### TASK STATEMENT
Would you return every entry, exactly as it is written?

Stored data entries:
- Opening Delimiter -

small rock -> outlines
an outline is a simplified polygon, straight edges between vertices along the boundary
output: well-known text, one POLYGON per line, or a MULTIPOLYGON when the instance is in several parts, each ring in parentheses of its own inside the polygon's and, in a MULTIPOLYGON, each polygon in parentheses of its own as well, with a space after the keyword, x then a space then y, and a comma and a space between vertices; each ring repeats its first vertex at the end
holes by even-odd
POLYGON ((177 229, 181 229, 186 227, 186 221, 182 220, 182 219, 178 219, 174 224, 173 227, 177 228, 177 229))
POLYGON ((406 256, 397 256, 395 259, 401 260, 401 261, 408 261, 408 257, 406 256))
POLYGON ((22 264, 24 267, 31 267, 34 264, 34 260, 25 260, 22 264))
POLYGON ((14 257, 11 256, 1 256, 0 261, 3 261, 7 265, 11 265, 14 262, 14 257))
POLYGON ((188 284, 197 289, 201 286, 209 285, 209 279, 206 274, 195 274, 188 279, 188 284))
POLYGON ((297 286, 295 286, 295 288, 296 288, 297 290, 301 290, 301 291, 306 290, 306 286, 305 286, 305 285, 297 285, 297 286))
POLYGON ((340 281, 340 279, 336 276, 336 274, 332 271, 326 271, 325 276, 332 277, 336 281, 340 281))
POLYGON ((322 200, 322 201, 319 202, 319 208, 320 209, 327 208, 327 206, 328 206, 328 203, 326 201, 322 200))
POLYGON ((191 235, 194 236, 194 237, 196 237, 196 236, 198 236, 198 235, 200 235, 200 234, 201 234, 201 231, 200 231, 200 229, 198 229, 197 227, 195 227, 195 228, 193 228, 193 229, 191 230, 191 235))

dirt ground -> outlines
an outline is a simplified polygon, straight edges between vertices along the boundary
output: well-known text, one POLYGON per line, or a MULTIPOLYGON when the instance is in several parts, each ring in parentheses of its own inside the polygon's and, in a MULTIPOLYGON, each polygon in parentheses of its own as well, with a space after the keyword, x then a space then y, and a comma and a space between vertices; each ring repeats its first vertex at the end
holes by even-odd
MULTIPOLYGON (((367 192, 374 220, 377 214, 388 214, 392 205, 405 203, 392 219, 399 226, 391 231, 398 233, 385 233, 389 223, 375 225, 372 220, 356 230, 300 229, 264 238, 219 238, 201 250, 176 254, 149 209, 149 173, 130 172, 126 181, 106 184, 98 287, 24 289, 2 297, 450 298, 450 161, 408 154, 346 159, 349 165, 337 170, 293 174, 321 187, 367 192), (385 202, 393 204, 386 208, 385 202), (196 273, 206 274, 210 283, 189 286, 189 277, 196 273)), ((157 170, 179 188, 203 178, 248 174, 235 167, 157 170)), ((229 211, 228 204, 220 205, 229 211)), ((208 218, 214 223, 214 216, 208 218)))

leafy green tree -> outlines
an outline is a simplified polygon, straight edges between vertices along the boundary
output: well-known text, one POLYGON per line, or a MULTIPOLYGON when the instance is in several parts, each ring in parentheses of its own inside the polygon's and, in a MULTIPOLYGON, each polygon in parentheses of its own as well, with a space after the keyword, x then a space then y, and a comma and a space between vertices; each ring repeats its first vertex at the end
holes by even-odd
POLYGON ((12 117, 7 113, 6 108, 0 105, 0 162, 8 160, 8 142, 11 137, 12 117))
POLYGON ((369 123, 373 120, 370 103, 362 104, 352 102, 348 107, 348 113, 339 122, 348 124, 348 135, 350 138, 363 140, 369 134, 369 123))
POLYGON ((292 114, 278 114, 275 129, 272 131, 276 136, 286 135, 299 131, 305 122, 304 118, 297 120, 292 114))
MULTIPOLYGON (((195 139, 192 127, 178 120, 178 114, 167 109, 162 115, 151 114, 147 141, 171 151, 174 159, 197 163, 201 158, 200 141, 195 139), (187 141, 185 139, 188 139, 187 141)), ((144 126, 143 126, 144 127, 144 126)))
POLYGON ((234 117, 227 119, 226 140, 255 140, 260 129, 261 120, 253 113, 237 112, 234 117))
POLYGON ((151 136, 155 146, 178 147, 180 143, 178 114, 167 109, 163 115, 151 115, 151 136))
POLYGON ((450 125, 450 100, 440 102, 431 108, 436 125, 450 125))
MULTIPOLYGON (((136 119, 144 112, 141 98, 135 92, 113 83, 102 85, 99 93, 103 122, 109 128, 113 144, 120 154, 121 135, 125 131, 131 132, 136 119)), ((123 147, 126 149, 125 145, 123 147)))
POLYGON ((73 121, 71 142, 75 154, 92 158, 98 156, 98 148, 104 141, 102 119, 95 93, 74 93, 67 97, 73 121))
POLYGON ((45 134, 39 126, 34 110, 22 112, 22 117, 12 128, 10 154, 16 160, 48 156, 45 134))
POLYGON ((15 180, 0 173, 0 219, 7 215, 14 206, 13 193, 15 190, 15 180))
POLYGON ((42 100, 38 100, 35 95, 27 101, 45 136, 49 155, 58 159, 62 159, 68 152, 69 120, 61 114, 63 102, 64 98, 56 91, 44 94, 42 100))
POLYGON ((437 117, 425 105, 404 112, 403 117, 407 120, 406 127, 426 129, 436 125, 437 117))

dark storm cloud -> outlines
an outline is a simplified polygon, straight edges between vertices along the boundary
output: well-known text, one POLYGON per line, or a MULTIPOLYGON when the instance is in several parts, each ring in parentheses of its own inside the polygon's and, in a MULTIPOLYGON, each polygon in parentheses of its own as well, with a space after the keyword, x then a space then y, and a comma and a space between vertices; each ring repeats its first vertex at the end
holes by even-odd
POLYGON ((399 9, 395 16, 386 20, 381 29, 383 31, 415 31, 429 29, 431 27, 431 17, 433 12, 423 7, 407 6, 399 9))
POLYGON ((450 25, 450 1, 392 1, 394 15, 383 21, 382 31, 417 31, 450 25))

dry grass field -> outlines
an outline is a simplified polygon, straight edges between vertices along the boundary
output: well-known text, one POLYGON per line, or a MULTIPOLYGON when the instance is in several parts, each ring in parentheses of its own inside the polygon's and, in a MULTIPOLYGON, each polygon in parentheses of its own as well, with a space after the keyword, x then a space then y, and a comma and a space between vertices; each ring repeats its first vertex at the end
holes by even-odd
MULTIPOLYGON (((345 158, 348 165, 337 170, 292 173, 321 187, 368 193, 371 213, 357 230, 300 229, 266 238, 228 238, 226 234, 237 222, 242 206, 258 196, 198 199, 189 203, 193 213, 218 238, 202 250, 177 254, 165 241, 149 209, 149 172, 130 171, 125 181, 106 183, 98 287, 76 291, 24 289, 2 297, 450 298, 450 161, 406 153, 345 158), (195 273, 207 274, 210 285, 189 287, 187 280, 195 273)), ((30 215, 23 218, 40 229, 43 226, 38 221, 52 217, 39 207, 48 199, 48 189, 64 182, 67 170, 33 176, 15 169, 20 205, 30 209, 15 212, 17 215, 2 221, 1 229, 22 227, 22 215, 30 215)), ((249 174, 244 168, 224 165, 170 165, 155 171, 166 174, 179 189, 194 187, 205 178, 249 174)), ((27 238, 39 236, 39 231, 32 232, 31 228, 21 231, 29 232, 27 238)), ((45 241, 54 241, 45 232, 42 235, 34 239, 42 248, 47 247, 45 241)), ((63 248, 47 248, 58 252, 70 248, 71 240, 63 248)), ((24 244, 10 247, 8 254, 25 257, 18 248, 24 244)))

- Closing Delimiter -

### EXPECTED ANSWER
small rock -> outlines
an outline is a simplified polygon, straight edges between vertices along the boundary
output: well-known text, one POLYGON per line, or a MULTIPOLYGON when the instance is in several parts, each ring in parentheses of its own inside the polygon's and, in a MULTIPOLYGON, each polygon in parentheses of its own as well, with a space after the keyword, x then a space then y, and a comma and a space between vertices; each ring repeats its first vertex at the end
holes by even-odd
POLYGON ((177 229, 181 229, 186 227, 186 221, 182 220, 182 219, 178 219, 174 224, 173 227, 177 228, 177 229))
POLYGON ((406 256, 397 256, 395 259, 401 260, 401 261, 408 261, 408 257, 406 256))
POLYGON ((22 264, 24 267, 31 267, 34 264, 34 260, 25 260, 22 264))
POLYGON ((14 257, 11 256, 1 256, 0 261, 3 261, 7 265, 11 265, 14 262, 14 257))
POLYGON ((188 284, 197 289, 201 286, 209 285, 209 279, 206 274, 195 274, 188 279, 188 284))
POLYGON ((297 286, 295 286, 295 288, 296 288, 297 290, 301 290, 301 291, 306 290, 306 286, 305 286, 305 285, 297 285, 297 286))
POLYGON ((340 281, 340 279, 336 276, 336 274, 332 271, 326 271, 325 276, 332 277, 336 281, 340 281))
POLYGON ((322 200, 322 201, 319 202, 319 208, 320 209, 327 208, 327 206, 328 206, 328 203, 326 201, 322 200))
POLYGON ((191 235, 194 236, 194 237, 196 237, 196 236, 198 236, 198 235, 200 235, 200 234, 201 234, 201 231, 200 231, 200 229, 198 229, 197 227, 195 227, 195 228, 193 228, 193 229, 191 230, 191 235))

dirt ground -> outlines
an outline is a simplified polygon, straight edges between vertices along the boundary
output: well-known text, one POLYGON per line, or a MULTIPOLYGON when the instance is in several parts, each ring in parentheses of its own inside the polygon's and, in a MULTIPOLYGON, each polygon in parentheses of its own as well, with a space after the keyword, x then a space then y, and a comma and a space between vertices; each ring repeats its first vertex at the end
holes by even-odd
MULTIPOLYGON (((367 192, 374 220, 377 214, 388 214, 392 205, 405 203, 392 219, 399 226, 391 231, 398 233, 385 233, 389 223, 375 225, 372 220, 356 230, 300 229, 264 238, 219 238, 201 250, 176 254, 149 209, 149 173, 130 172, 126 181, 106 184, 98 287, 24 289, 2 297, 450 298, 450 161, 408 154, 346 159, 349 165, 337 170, 293 174, 321 187, 367 192), (385 202, 393 204, 386 208, 385 202), (196 273, 206 274, 210 283, 189 286, 189 277, 196 273)), ((157 170, 179 188, 203 178, 248 174, 235 167, 157 170)), ((229 211, 228 204, 220 205, 229 211)), ((208 218, 214 223, 214 216, 208 218)))

leafy green tree -> outlines
an outline is a simplified polygon, straight edges between vertices along the boundary
output: well-known text, one POLYGON per line, or a MULTIPOLYGON when the instance is in several parts, each ring in parentheses of its own inside the polygon's and, in a MULTIPOLYGON, each polygon in parentheses of its own as well, with a space after the keyword, x then a space then y, and a comma and a space between vertices; each ring repeats its first vertex at the end
holes by even-odd
POLYGON ((12 117, 7 113, 6 108, 0 105, 0 162, 8 160, 8 142, 11 137, 12 117))
POLYGON ((369 123, 373 120, 370 103, 362 104, 352 102, 348 107, 348 113, 339 122, 348 124, 348 135, 350 138, 363 140, 369 134, 369 123))
POLYGON ((292 114, 278 114, 275 129, 272 131, 276 136, 286 135, 299 131, 305 122, 304 118, 297 120, 292 114))
MULTIPOLYGON (((195 139, 192 127, 178 120, 178 114, 167 109, 162 115, 151 114, 147 141, 171 151, 174 159, 197 163, 201 158, 200 141, 195 139), (187 141, 185 139, 188 139, 187 141)), ((144 126, 143 126, 144 127, 144 126)))
POLYGON ((234 117, 227 119, 226 140, 255 140, 260 129, 261 120, 253 113, 237 112, 234 117))
POLYGON ((151 136, 155 146, 178 147, 180 143, 178 114, 167 109, 163 115, 151 115, 151 136))
POLYGON ((450 125, 450 100, 440 102, 431 108, 436 125, 450 125))
MULTIPOLYGON (((136 119, 144 112, 141 98, 135 92, 113 83, 102 85, 99 93, 103 122, 109 128, 113 144, 120 154, 121 135, 125 131, 131 132, 136 119)), ((123 147, 126 149, 125 145, 123 147)))
POLYGON ((73 121, 71 142, 75 154, 92 158, 98 156, 98 148, 104 141, 102 119, 95 93, 74 93, 67 97, 73 121))
POLYGON ((45 134, 39 126, 34 110, 22 112, 22 117, 12 128, 10 154, 16 160, 48 156, 45 134))
POLYGON ((15 180, 0 173, 0 219, 7 215, 14 206, 13 193, 15 190, 15 180))
POLYGON ((42 100, 38 100, 35 95, 27 101, 45 136, 49 155, 58 159, 62 159, 68 152, 69 120, 61 114, 63 102, 64 98, 56 91, 44 94, 42 100))
POLYGON ((437 117, 425 105, 404 112, 403 117, 407 120, 406 127, 426 129, 436 125, 437 117))

dark storm cloud -> outlines
an outline is a simplified polygon, straight edges between vertices along the boundary
output: well-known text, one POLYGON per line, or a MULTIPOLYGON when the instance is in several parts, each ring in parentheses of its own inside the polygon's and, in a MULTIPOLYGON, each polygon in parentheses of its own as well, with a space after the keyword, x then a space then y, and a comma and a space between vertices; each ring repeats its first vertex at the end
holes by even-odd
POLYGON ((399 9, 395 16, 386 20, 381 29, 383 31, 415 31, 429 29, 431 27, 431 17, 433 12, 423 7, 407 6, 399 9))
POLYGON ((450 25, 450 1, 392 1, 394 15, 383 21, 382 31, 417 31, 450 25))

dry grass field -> outlines
an outline is a simplified polygon, straight edges between vertices along the boundary
output: well-known text, one POLYGON per line, or a MULTIPOLYGON when the instance is in several parts, each ring in parentheses of its own inside the polygon's and, in a MULTIPOLYGON, each polygon in parentheses of its own as well, with a space after the keyword, x then a space then y, and a comma and a space between vertices; each ring repeats its first vertex at the end
holes by even-odd
MULTIPOLYGON (((345 158, 348 165, 337 170, 292 173, 321 187, 368 193, 371 213, 357 230, 300 229, 266 238, 228 238, 226 234, 237 222, 242 206, 258 196, 198 199, 189 203, 193 213, 218 238, 202 250, 177 254, 165 241, 149 209, 149 172, 130 171, 125 181, 106 183, 98 287, 76 291, 24 289, 2 297, 450 298, 450 161, 406 153, 345 158), (195 273, 207 274, 210 285, 189 287, 187 280, 195 273)), ((30 215, 23 218, 40 229, 43 226, 38 221, 52 217, 39 207, 48 199, 48 189, 64 182, 67 170, 33 176, 15 169, 20 205, 30 209, 15 212, 17 215, 2 221, 1 229, 22 227, 22 215, 30 215)), ((249 174, 244 168, 224 165, 170 165, 155 171, 166 174, 179 189, 194 187, 205 178, 249 174)), ((27 238, 39 236, 39 231, 32 232, 31 228, 21 231, 29 232, 27 238)), ((45 241, 54 241, 45 232, 42 235, 34 239, 42 248, 47 247, 45 241)), ((63 248, 47 248, 58 252, 70 248, 71 240, 63 248)), ((24 244, 10 247, 8 254, 25 257, 18 248, 24 244)))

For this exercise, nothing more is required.